> REQUIRED WORK
All of the records below must be output exactly, with no pictures carried over.

Dataset records
══════
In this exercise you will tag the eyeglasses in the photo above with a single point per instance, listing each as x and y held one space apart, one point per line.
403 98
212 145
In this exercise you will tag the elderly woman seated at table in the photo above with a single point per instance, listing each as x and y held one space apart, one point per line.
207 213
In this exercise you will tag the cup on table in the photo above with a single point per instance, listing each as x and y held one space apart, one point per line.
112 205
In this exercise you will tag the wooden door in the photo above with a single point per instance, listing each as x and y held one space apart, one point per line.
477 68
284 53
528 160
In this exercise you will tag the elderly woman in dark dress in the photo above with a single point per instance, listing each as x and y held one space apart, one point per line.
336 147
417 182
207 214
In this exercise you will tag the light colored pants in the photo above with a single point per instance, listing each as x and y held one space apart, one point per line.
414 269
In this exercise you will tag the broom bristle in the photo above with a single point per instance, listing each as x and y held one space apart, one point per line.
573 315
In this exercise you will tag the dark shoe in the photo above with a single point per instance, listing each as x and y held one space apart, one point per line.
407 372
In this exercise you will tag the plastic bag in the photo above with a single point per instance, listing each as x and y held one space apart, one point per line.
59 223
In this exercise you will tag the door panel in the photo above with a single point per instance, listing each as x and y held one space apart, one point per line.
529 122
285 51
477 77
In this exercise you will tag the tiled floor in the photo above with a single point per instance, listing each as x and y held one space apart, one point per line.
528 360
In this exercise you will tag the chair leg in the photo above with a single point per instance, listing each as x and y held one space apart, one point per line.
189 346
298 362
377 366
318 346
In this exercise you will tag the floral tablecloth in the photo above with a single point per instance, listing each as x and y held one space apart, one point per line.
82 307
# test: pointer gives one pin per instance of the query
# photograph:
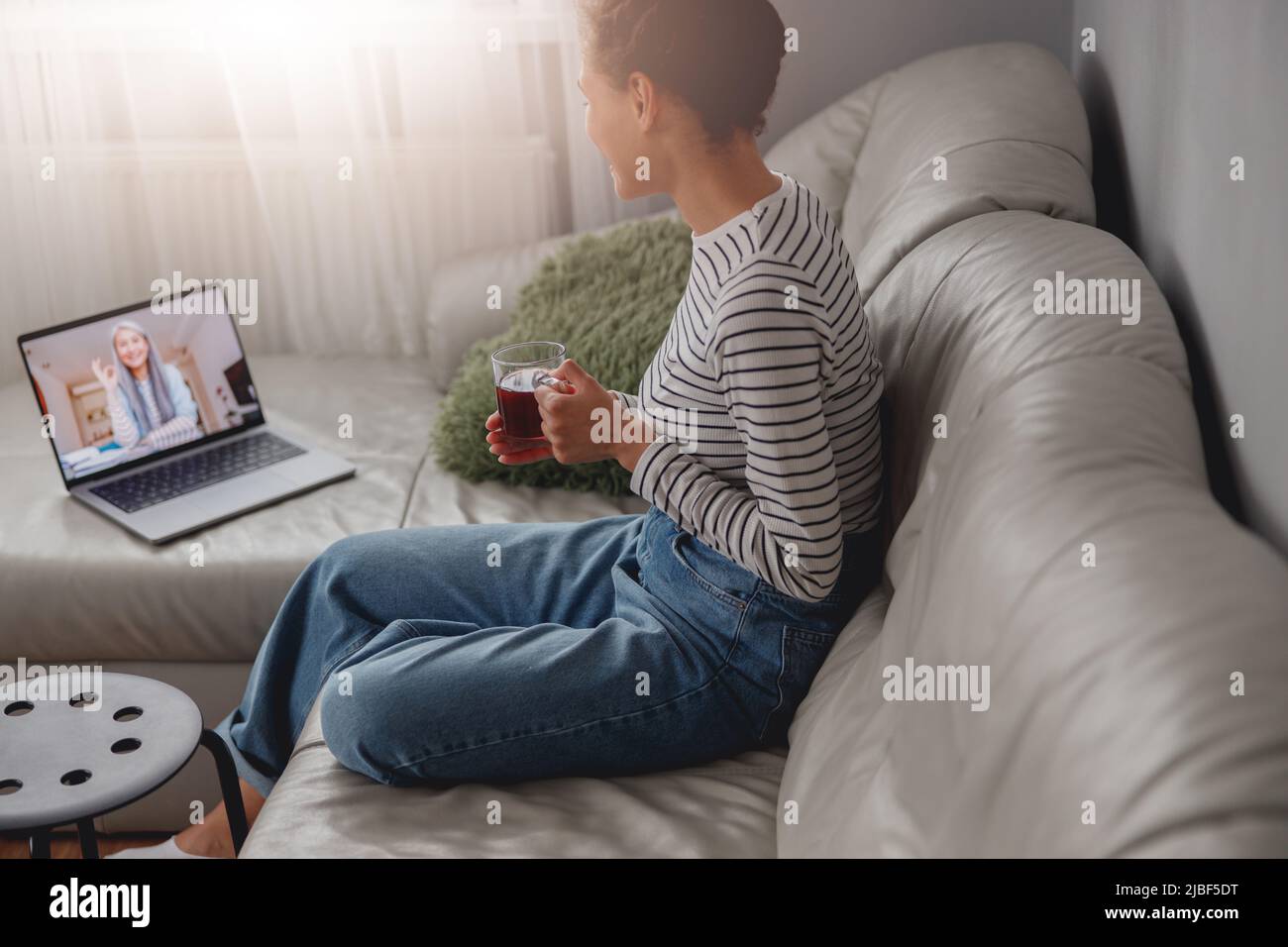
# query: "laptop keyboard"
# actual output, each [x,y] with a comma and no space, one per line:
[194,471]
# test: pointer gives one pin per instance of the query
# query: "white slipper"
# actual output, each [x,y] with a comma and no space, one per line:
[165,849]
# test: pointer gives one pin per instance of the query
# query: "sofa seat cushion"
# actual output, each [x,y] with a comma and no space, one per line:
[320,809]
[78,587]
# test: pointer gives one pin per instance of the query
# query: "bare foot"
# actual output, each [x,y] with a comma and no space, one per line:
[213,838]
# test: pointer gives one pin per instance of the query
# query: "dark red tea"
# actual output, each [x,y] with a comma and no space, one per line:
[516,403]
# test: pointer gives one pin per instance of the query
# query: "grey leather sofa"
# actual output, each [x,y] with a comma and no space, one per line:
[1050,521]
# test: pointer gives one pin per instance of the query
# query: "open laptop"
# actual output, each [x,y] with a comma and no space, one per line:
[181,441]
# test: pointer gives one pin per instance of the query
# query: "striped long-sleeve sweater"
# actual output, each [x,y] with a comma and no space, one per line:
[765,393]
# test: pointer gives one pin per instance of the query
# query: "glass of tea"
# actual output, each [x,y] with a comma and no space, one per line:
[516,369]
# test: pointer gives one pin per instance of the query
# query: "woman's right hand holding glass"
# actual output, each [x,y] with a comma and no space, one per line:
[510,451]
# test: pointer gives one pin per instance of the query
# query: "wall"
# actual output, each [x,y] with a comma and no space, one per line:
[845,43]
[1173,90]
══════
> RESPONSE TO THIS TASK
In this exercise you will tag the eyeglasses in the photo above with a single point per instance, listing each as x and y held one space apart, one point per line.
403 98
212 145
In this exercise you will tag the elderly woman seated at table in the photo above with a single point per instance, listing each as x and y held one space apart, one point per line.
207 213
In this exercise you will tag the cup on table in the photo above with a single point per instance, listing each as x and y held one space apart, one point per line.
112 205
In this exercise you will tag the wooden door in the photo above with a single point per instance, listing each as x and y held one space apart, one point per line.
477 68
284 53
528 160
In this exercise you will tag the elderly woman in dark dress in the photo above with a single point per instance, listing each as x and y held one space apart, one point per line.
336 147
417 182
207 214
In this exercise you will tag the light colored pants in the photo above with a single point per instance, listing each as x and y held one space apart, one point per line.
414 269
In this exercise you will tag the broom bristle in the photo above with a single point per instance, listing each as x and y held one space apart, one point per line.
573 315
In this exercise you will tag the dark shoe in the photo above with a single point per instance, listing each as x and y held one space apart, one point per line.
407 372
In this exercise you will tag the plastic bag in the photo above with a single point per instance, listing each as x and y held one space apart, one point per line.
59 223
In this exercise you will tag the door panel in the photo above with a single point per instance, listing each as x and y held one space apart, one point per line.
529 122
285 51
477 77
In this exercise you will tag the tiled floor in the photo above with a single point per instance, listing each as x and y held one space apart, one point per line.
528 360
In this exercise you will tag the chair leg in the photo above with a single point per instance, listing each as x and y held one space apart, one point per line.
189 346
298 362
377 366
318 346
In this exercise you will tag the floral tablecloth in the photo above with a single point per instance, listing each as x and y held one space apart, one point per line.
82 307
# test: pointer gives one pin per instance of the query
# photograph:
# query: "laptop keyboard"
# actual output, each [x,y] with a comma and no space, one per line:
[194,471]
# test: pointer gives one pin per instance of the query
# query: "white slipper"
# actual output, each [x,y] with a comma and no space, one per line:
[165,849]
# test: pointer gives one pin per instance of the query
# query: "sofa seat cushion"
# actual output, each [x,y] with a comma and no space, one per line:
[320,809]
[78,587]
# test: pointer gives one pin per instance of the query
# query: "bare foot"
# actual output, each [x,y] with a comma and no space, one per line:
[213,838]
# test: pointer gives one pin per instance of the query
# query: "dark red tea"
# actual output, each [x,y] with a comma and no space, one per line:
[516,403]
# test: pointer gives one pin per instance of the query
# query: "grey leather sofa"
# actual output, each [x,y] with a comma and no space, one per line:
[1050,521]
# test: pointer gives one pin per instance of the query
# query: "open laptop"
# actual output, each [x,y] with a comma and no space, one per line:
[181,441]
# test: pointer gives one pin per instance of the query
# query: "striped long-sleeve sweater"
# actual output, each [x,y] with a comma and no space, one per line:
[765,393]
# test: pointer gives one pin per instance of the query
# query: "glass of tea"
# actual output, each [x,y] with a comma and no space, one per line:
[516,369]
# test: pointer gives one pin per instance of the query
# query: "woman's right hand holding glass"
# actual output, each [x,y] with a comma and no space, one per line:
[510,451]
# test: pointer gives one pin per instance of the query
# query: "wall"
# actual output, each [x,y] with a comma and no space, one per line:
[845,43]
[1173,90]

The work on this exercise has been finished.